━━━ Supplied records ━━━

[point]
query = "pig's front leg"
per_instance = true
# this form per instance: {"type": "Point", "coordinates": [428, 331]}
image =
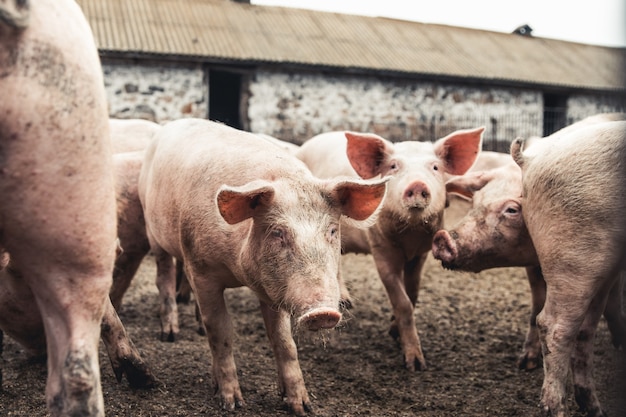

━━━

## Problem requirements
Each line of the material is to be output exactly. Images are not part of the expected output.

## The answer
[point]
query = "pig's front leg"
per_instance = true
# this form per instance: {"type": "Point", "coordinates": [428, 331]}
image =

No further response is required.